Task inputs:
◆ ◆ ◆ ◆ ◆

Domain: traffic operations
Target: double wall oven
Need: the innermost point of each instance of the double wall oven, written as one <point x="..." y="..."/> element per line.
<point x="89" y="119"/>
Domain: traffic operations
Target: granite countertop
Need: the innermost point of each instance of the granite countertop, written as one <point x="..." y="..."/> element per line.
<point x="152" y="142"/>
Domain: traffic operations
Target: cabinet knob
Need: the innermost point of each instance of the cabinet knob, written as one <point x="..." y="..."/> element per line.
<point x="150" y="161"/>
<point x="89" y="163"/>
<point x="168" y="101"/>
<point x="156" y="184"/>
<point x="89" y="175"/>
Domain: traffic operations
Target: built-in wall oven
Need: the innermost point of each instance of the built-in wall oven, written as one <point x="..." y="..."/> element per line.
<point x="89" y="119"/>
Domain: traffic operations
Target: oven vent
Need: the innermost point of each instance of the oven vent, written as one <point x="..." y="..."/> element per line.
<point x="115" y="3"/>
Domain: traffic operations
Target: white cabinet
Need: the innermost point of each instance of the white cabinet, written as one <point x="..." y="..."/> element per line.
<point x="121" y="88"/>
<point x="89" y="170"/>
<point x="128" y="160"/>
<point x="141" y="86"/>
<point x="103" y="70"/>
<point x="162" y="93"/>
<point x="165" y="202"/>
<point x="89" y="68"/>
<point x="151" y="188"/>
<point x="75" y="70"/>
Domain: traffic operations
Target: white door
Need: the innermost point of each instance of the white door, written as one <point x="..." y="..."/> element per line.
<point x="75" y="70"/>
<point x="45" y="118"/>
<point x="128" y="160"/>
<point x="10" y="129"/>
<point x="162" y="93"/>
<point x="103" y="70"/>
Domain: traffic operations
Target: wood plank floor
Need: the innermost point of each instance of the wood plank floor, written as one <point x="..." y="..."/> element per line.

◆ ◆ ◆ ◆ ◆

What you have to do: From the listing above, pick out each line that contains the string "door" and copy it in full.

Answer for this exercise:
Target: white door
Need: the innermost point of each instance of the white door, written as one <point x="..." y="..."/> element per line.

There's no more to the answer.